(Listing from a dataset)
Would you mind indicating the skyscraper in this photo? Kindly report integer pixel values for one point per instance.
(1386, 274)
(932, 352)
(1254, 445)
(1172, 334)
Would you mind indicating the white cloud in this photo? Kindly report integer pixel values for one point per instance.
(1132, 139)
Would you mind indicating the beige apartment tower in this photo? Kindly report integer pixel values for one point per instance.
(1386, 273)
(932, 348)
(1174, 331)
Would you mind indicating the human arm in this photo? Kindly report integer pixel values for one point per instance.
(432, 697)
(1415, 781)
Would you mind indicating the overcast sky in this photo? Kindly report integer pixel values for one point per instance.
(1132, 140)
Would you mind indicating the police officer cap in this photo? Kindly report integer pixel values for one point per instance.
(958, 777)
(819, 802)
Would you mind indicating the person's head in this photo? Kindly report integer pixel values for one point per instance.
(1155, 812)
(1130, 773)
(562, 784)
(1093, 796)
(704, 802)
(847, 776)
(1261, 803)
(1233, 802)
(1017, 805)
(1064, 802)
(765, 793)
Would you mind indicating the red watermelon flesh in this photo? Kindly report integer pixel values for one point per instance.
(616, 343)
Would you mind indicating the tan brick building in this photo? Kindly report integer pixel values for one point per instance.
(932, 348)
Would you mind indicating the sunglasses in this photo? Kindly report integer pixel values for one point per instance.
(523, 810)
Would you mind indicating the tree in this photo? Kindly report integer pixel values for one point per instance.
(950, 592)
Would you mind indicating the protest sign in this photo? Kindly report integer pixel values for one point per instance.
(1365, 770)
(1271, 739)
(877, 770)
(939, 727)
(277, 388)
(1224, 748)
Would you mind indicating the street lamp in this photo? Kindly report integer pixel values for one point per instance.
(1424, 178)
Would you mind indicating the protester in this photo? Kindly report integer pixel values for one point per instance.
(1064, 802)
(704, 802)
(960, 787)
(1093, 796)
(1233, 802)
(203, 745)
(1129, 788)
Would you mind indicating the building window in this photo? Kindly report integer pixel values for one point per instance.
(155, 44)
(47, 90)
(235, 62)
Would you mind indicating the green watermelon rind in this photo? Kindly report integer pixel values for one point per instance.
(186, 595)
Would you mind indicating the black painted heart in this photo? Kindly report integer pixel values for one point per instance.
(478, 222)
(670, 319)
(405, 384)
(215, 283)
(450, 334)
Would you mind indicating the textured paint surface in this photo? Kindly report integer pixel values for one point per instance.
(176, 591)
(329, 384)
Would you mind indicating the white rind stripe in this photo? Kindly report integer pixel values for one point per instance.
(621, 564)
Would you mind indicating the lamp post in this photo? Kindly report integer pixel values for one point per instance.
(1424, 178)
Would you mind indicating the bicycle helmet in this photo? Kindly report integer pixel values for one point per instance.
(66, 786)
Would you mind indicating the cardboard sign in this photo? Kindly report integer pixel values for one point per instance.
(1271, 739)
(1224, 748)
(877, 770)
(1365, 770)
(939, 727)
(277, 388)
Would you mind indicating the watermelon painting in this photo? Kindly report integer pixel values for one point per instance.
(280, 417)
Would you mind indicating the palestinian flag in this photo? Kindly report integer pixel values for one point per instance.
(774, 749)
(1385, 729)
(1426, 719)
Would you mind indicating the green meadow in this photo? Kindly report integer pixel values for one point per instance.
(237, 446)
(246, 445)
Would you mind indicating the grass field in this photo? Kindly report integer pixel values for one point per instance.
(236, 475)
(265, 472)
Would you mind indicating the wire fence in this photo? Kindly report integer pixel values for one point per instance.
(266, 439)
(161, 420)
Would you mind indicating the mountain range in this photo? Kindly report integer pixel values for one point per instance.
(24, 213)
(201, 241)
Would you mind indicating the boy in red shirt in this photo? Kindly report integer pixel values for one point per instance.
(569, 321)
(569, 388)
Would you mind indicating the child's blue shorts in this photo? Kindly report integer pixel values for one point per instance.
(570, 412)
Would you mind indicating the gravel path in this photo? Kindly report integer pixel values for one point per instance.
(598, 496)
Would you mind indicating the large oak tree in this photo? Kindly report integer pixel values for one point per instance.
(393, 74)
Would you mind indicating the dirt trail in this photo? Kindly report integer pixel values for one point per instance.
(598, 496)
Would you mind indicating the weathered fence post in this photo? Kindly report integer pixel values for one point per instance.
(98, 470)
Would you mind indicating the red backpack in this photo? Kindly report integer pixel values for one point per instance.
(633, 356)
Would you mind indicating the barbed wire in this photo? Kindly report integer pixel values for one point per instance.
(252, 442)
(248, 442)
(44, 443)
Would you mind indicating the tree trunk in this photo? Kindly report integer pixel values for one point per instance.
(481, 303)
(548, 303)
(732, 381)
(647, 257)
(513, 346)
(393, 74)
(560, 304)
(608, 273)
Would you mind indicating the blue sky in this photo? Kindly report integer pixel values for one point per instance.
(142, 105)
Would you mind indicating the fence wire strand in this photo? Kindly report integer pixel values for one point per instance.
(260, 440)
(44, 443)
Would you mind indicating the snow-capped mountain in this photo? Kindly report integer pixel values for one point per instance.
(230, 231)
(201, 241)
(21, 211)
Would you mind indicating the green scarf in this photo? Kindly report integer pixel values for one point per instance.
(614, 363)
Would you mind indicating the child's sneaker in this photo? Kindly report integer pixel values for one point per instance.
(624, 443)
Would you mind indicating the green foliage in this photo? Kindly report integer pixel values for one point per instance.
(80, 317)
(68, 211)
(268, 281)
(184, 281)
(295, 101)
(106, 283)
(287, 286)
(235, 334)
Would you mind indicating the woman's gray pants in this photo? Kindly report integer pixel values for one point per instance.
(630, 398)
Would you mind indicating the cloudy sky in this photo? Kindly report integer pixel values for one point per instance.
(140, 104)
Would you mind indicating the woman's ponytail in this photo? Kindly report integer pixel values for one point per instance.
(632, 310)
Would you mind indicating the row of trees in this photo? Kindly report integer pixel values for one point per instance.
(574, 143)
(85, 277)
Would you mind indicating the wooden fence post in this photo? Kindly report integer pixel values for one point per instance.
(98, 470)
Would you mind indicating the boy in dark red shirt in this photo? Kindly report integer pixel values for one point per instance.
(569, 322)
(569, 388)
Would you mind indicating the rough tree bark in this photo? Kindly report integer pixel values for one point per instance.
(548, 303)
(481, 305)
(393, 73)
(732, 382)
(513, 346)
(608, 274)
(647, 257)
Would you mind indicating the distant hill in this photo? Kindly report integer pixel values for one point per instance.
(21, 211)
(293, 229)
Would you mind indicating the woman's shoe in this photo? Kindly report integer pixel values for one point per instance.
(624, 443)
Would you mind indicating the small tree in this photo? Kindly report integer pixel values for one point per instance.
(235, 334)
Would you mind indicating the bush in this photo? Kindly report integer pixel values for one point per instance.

_Exercise aim_.
Copy the listing above word for word, from the first line to the last.

_Answer for the task_.
Would you mind indicating the skyscraper in this photo? Kindly report integer pixel values for one point per instance.
(1386, 274)
(932, 352)
(1254, 445)
(1172, 334)
Would you mind indicating the white cloud in this photo? Kindly report integer pixel values for one point per instance.
(1132, 139)
Would you mind indicating the beige apartment tower in this photo? Kindly report integer pixel values for one point per instance.
(1386, 273)
(932, 348)
(1174, 331)
Would you mind indicating the human arm in this photo? Kindly report integer pixel values for one point per instance.
(432, 697)
(1415, 781)
Would you mind indicating the overcast sky in this photo? Kindly report integer pixel values for one point per instance.
(1132, 140)
Would you mind indicating the police officer cap in this photo? Kindly report integer pixel values for one point per instance.
(958, 777)
(819, 802)
Would you mind indicating the person's head in this photo? Kindly report integer pixel values for one point per instance.
(1155, 812)
(1130, 773)
(562, 784)
(1093, 796)
(704, 802)
(847, 776)
(1261, 803)
(1233, 802)
(1017, 805)
(1064, 802)
(765, 793)
Would you mind indicating the red watermelon flesh in this photo? Kindly report integer pixel values for one point per instance.
(616, 343)
Would you mind indicating the tan brick building in this photo? Kindly report integer pixel values for one point per instance.
(932, 348)
Would you mind indicating the sunglasses in this photo? Kindly report integer pixel values for one point per instance.
(523, 810)
Would you mind indicating the tree in this photo? Kindly report integer pixel values for one point per instance.
(950, 592)
Would you mind indicating the protest sign in this photo? Kindly report integer pixel values for one point per instance.
(1365, 770)
(1271, 739)
(877, 770)
(939, 727)
(277, 388)
(1224, 748)
Would you mind indicating the street lamp in this photo? Kindly report integer pixel values for one point per instance.
(1424, 178)
Would you mind indicating the protester in this photo? Kindly report integer pixel values for one point per instance.
(1064, 802)
(704, 802)
(960, 787)
(1093, 796)
(1233, 802)
(203, 745)
(1129, 788)
Would you mind indicating the building window in this photo? Kindly report integer pixel values for one point per instance.
(155, 44)
(47, 90)
(235, 62)
Would you mind indicating the green watermelon rind in this photo? Kindly report integer pixel values for one point per instance.
(186, 595)
Would you mind indicating the black painted heart in this photo? Kindly report integer pixel values for one point per instance.
(478, 222)
(670, 319)
(405, 384)
(215, 283)
(450, 334)
Would you mind indicating the textured paint surface in this photo? Kindly report integer pixel values for one point per instance.
(176, 591)
(329, 384)
Would you mind indicating the white rind stripe in this photo? Kindly report integer pixel values for one point per instance.
(621, 564)
Would you mind indicating the lamp post in this photo? Kindly report integer pixel values for one point per instance.
(1424, 178)
Would you mind indicating the bicycle helmet in this photo? Kindly report integer pixel values for one point per instance.
(66, 786)
Would you mind indicating the cardboard sign in this photo? Kindly report integer pixel values for one point per instance.
(1271, 739)
(1224, 748)
(877, 770)
(1365, 770)
(939, 727)
(277, 388)
Would you mind indicating the watermelon painting in this photo? Kindly report integer pixel values for one point per instance.
(280, 417)
Would you mind indicating the palestinian flag in this photo? Kindly report integer pixel values for one point per instance.
(774, 749)
(1385, 729)
(1426, 719)
Would you mind indicating the green meadow in this photo? Kindly report integer pixel values for one point per instance.
(237, 446)
(246, 445)
Would you mind indicating the grass field in this photo? Kindly report integer pixel values for one point per instance.
(236, 475)
(265, 472)
Would you mind indicating the wire fence in this photo? Kindly report integer pixel values for one point per instance.
(266, 439)
(161, 420)
Would you mind indicating the mountain range in this photo? Kindly report integer pixel values for one point per instance.
(24, 213)
(201, 241)
Would you mind indicating the boy in red shirt in this photo? Kindly report integer pixel values for one point per instance.
(569, 321)
(569, 388)
Would you mind indicating the child's blue shorts in this photo? Kindly report integer pixel values for one point per instance.
(570, 412)
Would you mind indicating the gravel path in this photo? Kindly report integer pixel values for one point per instance.
(598, 496)
Would you mind indicating the large oak tree in this photo? Kindly report integer pixel values for one point per instance.
(393, 74)
Would you mind indicating the dirt trail in this photo? Kindly report integer pixel values for one point per instance.
(598, 496)
Would you mind indicating the weathered fence post in this photo? Kindly report integer pixel values for one point per instance.
(98, 470)
Would you mind indicating the red backpack in this photo? Kindly report integer pixel values for one point per instance.
(633, 356)
Would you mind indicating the barbed wire in this photo? Kindly report integer pixel values for one point per instance.
(252, 442)
(248, 442)
(44, 443)
Would you mind indicating the tree trunk in this photo? Kindly report integer pixel values for one point per instance.
(481, 303)
(548, 303)
(732, 381)
(647, 257)
(513, 346)
(393, 74)
(560, 304)
(608, 273)
Would you mind indicating the blue sky in this photo? Kindly report integer pixel values for one point per instance.
(142, 105)
Would you mind indicating the fence wire strand in this photo? Kindly report integer pixel values for one point per instance.
(260, 440)
(44, 443)
Would you mind indicating the snow-capped mountain in this photo? Kindly report integer pixel values for one point per instance.
(230, 231)
(201, 241)
(21, 211)
Would you mind indicating the green scarf in this photo? Kindly report integer pixel values for one point per instance.
(614, 363)
Would you mind indicating the child's sneaker in this photo? Kindly report integer pixel values for one point per instance.
(624, 443)
Would you mind indicating the green foliage in this photo? Kindly report integer pixel values for one point per instance.
(80, 317)
(68, 211)
(268, 281)
(184, 281)
(295, 101)
(106, 283)
(287, 286)
(235, 334)
Would you mind indicating the woman's gray pants in this photo? Kindly report integer pixel values for one point per instance.
(630, 398)
Would you mind indicating the cloudy sky in this photo? Kindly report integer pixel values for one point per instance.
(140, 104)
Would you mind indicating the woman's ponytail in this photo? Kindly report integer pixel values for one point per instance.
(632, 310)
Would you mind indicating the row of trees in this photo? Kindly report integer pixel values for one point per instance.
(574, 143)
(85, 277)
Would you mind indicating the wooden fence post in this photo? Kindly report integer pixel values for one point per instance.
(98, 470)
Would you mind indicating the boy in dark red shirt in this photo? Kindly report integer pixel values for one point per instance.
(569, 322)
(569, 388)
Would you mind indicating the rough tree bark in this photo? Kindly report integer pixel values for one point per instance.
(548, 303)
(481, 305)
(393, 73)
(732, 382)
(513, 346)
(608, 274)
(647, 257)
Would you mind indicating the distant hill in this photo? Kindly report integer pixel values for one point per instance.
(21, 211)
(293, 229)
Would you mind indicating the woman's shoe in this photo? Kindly report integer pixel values for one point per instance.
(624, 443)
Would you mind indicating the small tree in this photo? Kindly report integer pixel values for one point per instance.
(235, 334)
Would you mind indicating the bush in this photo? Kindly report integer pixel values for one point per instance.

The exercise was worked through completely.